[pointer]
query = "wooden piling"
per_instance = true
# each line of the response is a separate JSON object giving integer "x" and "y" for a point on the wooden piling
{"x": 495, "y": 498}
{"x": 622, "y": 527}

*Task instructions*:
Could you format every line of the records above as a numbered list, with blank lines left out?

*Answer in full*:
1. [pointer]
2. query = "wooden piling"
3. per_instance = true
4. # each line of the response is a separate JSON object giving integer "x" and "y" for a point on the wooden piling
5. {"x": 495, "y": 498}
6. {"x": 622, "y": 527}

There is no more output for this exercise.